### [Text]
[HN Gopher] D1: Improvements to performance and scalability
___________________________________________________________________
D1: Improvements to performance and scalability
Author : eallam
Score : 94 points
Date : 2023-05-19 13:08 UTC (9 hours ago)
(HTM) web link (blog.cloudflare.com)
(TXT) w3m dump (blog.cloudflare.com)
| davnicwil wrote:
| So this looks like basically a distributed SQLite with read
| replication for free across cloudflare's edge. Is that right?
| m3kw9 wrote:
| So serverless meaning you don't manage the db servers, so they
| may or may not put your stuff on the edge, cloudflare takes
| care of maybe load balancing too?
| jgrahamc wrote:
| Yes, Cloudflare handles load balancing and neat tricks like
| measuring the latency between your users, your code and
| databases etc. and moving your code around the network to
| make it run fast: https://blog.cloudflare.com/announcing-
| workers-smart-placeme...
|
| The vision of the Supercloud is that you give us your code
| and we'll figure out where and how to execute it:
| https://blog.cloudflare.com/welcome-to-the-supercloud-and-
| de...
| kneebonian wrote:
| So I hate cloudflare with a burning passion, at some point
| cloudflare decided me home IP was bad and has started flagging it
| all over the place, which leads to vast swathes of the internet
| now being inaccessible to me.
|
| There is danger in centralized systems.
| v0idzer0 wrote:
| Change your IP? Most ISP change every modem reboot. Others you
| can call and request a change
| bombcar wrote:
| You may be able to force your ISP to give you a new IP by
| resetting your modem or leaving it off long enough, that may
| help.
|
| But once cloud flare hates you, you have to bow to them.
|
| Try browsing the normal web over Tor sometime and see how bad
| it can get.
| depingus wrote:
| When I started using Firefox with the Temporary Containers
| extension I would get absolutely bombarded by Cloudflare's
| captchas. To the point where if I clicked on a search result
| that sent me to a captcha, I would just close the tab and click
| the next result (which often resulted in another captcha, rinse
| repeat). That's when I realized just how big Cloudflare had
| gotten.

### [The exercise]
Reproduce the Hacker News thread on Cloudflare D1 above in full, without changing a single character.

### [Excerpted records]
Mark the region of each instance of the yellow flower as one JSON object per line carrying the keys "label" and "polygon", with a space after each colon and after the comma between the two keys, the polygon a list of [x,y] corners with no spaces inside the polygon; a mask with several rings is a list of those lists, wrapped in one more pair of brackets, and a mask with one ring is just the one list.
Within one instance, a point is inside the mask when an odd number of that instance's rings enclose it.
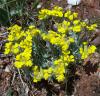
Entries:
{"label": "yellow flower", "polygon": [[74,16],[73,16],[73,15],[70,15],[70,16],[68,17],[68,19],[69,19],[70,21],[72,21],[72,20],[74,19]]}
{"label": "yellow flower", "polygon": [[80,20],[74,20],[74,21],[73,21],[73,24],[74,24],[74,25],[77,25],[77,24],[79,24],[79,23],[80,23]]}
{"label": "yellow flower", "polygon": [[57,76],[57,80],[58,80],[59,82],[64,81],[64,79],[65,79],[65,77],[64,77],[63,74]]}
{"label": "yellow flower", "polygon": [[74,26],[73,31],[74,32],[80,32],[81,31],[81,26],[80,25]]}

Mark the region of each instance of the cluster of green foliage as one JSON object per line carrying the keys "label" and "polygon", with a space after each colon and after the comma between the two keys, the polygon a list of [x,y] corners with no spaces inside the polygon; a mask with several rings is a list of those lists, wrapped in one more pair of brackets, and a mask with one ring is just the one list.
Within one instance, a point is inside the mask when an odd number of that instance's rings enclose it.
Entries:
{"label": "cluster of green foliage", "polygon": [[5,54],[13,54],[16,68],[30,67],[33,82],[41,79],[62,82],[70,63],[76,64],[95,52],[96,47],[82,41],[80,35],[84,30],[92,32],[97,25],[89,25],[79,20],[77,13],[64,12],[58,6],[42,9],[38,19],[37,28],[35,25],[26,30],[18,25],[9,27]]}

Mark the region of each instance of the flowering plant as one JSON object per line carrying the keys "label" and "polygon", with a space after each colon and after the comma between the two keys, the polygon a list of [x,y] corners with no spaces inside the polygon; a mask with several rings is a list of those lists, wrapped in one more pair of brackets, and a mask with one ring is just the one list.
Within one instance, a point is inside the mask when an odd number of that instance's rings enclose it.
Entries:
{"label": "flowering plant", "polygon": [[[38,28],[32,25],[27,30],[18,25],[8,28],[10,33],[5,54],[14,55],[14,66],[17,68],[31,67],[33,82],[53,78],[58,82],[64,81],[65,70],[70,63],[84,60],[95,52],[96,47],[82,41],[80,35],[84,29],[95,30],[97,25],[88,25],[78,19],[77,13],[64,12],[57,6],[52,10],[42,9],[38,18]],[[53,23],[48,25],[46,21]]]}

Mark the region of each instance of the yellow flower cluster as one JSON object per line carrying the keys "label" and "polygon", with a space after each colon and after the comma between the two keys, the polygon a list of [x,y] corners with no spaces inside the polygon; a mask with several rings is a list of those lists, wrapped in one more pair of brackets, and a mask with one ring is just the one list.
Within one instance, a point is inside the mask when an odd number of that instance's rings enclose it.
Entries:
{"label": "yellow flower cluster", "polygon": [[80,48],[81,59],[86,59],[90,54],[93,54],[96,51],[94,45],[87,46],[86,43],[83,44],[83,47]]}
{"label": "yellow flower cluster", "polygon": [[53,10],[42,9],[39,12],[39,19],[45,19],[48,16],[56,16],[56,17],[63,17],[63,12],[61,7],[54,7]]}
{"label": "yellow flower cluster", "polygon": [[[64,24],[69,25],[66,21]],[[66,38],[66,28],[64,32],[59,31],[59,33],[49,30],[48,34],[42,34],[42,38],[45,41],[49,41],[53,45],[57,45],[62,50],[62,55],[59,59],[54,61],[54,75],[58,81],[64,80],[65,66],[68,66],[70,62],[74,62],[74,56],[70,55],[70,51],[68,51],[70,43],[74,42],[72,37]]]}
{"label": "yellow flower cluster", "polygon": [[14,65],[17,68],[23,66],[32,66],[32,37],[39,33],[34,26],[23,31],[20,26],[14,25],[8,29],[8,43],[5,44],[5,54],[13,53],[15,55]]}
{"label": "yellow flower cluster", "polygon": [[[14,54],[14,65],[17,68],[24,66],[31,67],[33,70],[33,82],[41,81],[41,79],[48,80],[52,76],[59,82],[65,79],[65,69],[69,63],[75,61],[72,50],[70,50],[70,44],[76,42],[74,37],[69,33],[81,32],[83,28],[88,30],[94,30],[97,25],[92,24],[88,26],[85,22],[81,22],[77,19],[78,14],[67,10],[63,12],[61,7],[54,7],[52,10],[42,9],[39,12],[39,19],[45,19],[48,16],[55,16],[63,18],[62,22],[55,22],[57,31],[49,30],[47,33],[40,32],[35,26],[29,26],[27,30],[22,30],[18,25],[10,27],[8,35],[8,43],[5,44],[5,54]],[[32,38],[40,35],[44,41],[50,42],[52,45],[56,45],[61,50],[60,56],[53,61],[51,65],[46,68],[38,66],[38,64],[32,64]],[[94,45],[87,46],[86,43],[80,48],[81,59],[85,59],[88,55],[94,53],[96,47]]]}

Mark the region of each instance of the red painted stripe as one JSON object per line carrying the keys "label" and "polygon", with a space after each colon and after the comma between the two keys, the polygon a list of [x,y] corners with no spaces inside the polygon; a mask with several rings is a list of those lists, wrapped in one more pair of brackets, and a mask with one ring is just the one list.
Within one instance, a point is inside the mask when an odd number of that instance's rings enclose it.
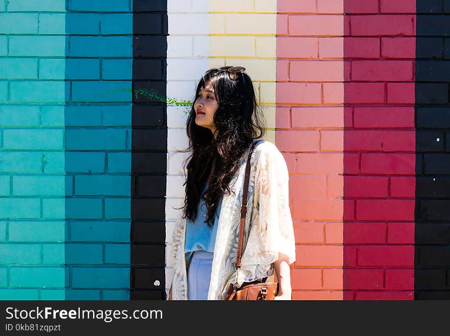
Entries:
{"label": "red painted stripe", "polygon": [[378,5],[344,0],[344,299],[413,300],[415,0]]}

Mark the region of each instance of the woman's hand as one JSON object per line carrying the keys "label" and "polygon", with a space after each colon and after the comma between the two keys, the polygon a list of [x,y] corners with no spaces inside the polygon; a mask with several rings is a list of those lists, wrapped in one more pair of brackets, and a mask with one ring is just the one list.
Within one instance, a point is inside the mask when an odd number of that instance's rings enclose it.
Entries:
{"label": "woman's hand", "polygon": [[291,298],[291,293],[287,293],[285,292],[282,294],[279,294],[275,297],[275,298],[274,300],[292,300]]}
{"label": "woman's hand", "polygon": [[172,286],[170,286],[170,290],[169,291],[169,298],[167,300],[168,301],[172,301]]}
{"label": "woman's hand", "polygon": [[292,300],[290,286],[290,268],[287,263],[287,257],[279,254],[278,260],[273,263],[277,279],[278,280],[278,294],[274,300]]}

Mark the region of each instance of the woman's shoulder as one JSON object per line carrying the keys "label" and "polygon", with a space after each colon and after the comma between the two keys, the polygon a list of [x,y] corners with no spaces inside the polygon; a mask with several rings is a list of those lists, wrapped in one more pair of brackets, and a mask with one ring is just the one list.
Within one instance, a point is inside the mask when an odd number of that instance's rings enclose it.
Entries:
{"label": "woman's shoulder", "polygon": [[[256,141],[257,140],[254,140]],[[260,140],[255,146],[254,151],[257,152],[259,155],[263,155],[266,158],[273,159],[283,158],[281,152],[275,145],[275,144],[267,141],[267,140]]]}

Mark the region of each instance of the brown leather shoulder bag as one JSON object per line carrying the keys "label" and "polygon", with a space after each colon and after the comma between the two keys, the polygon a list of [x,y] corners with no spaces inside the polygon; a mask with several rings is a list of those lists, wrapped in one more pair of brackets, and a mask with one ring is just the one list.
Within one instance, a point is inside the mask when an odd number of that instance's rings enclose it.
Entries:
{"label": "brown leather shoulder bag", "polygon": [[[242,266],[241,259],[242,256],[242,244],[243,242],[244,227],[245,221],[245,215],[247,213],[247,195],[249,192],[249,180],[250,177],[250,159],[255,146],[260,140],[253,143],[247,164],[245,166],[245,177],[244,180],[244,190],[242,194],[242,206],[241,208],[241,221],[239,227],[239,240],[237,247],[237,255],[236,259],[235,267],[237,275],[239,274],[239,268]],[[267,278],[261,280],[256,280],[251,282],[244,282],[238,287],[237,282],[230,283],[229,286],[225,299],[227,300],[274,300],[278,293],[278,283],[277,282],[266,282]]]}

==

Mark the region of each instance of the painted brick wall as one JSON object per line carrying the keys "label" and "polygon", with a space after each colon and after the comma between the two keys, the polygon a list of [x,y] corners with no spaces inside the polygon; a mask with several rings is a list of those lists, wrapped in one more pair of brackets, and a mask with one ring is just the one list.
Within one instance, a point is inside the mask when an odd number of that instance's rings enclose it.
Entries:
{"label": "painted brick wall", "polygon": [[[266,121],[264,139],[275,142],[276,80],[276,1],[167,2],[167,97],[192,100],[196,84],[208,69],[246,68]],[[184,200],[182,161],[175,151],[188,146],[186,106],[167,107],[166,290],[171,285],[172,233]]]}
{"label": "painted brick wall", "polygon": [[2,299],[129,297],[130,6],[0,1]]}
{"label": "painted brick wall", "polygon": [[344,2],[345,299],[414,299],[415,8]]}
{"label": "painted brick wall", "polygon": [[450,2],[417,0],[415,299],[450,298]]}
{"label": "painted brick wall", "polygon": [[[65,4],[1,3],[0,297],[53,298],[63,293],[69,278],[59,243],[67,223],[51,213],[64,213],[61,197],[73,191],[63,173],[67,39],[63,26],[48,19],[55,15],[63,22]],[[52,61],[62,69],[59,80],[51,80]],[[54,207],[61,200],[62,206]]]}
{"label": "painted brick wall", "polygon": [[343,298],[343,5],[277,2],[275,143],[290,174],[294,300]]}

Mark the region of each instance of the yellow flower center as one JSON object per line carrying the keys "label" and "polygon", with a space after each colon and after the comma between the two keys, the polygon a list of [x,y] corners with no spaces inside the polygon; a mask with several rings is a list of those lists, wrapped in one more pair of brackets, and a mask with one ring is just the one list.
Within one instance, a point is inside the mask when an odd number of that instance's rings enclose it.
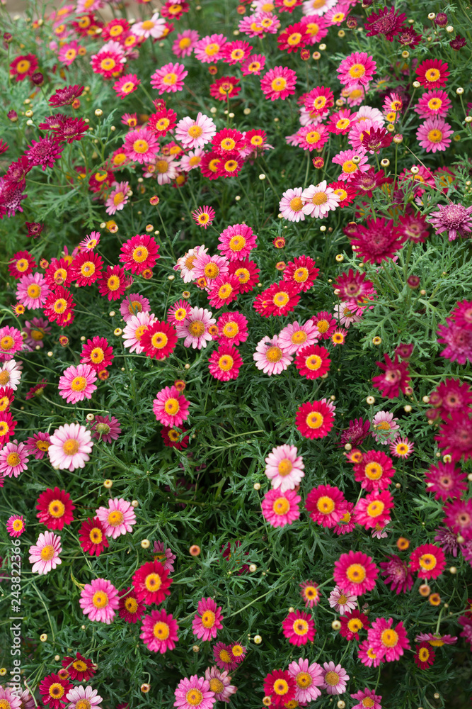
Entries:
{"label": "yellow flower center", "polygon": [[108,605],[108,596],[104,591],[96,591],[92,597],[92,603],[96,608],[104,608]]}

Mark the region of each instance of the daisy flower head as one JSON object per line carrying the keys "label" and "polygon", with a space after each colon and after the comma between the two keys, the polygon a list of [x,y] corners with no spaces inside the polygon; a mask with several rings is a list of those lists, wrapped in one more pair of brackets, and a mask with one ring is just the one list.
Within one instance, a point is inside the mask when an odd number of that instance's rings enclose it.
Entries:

### [Result below]
[HN Gopher] D1: Improvements to performance and scalability
___________________________________________________________________
D1: Improvements to performance and scalability
Author : eallam
Score : 94 points
Date : 2023-05-19 13:08 UTC (9 hours ago)
(HTM) web link (blog.cloudflare.com)
(TXT) w3m dump (blog.cloudflare.com)
| davnicwil wrote:
| So this looks like basically a distributed SQLite with read
| replication for free across cloudflare's edge. Is that right?
| m3kw9 wrote:
| So serverless meaning you don't manage the db servers, so they
| may or may not put your stuff on the edge, cloudflare takes
| care of maybe load balancing too?
| jgrahamc wrote:
| Yes, Cloudflare handles load balancing and neat tricks like
| measuring the latency between your users, your code and
| databases etc. and moving your code around the network to
| make it run fast: https://blog.cloudflare.com/announcing-
| workers-smart-placeme...
|
| The vision of the Supercloud is that you give us your code
| and we'll figure out where and how to execute it:
| https://blog.cloudflare.com/welcome-to-the-supercloud-and-
| de...
| kneebonian wrote:
| So I hate cloudflare with a burning passion, at some point
| cloudflare decided me home IP was bad and has started flagging it
| all over the place, which leads to vast swathes of the internet
| now being inaccessible to me.
|
| There is danger in centralized systems.
| v0idzer0 wrote:
| Change your IP? Most ISP change every modem reboot. Others you
| can call and request a change
| bombcar wrote:
| You may be able to force your ISP to give you a new IP by
| resetting your modem or leaving it off long enough, that may
| help.
|
| But once cloud flare hates you, you have to bow to them.
|
| Try browsing the normal web over Tor sometime and see how bad
| it can get.
| depingus wrote:
| When I started using Firefox with the Temporary Containers
| extension I would get absolutely bombarded by Cloudflare's
| captchas. To the point where if I clicked on a search result
| that sent me to a captcha, I would just close the tab and click
| the next result (which often resulted in another captcha, rinse
| repeat). That's when I realized just how big Cloudflare had
| gotten.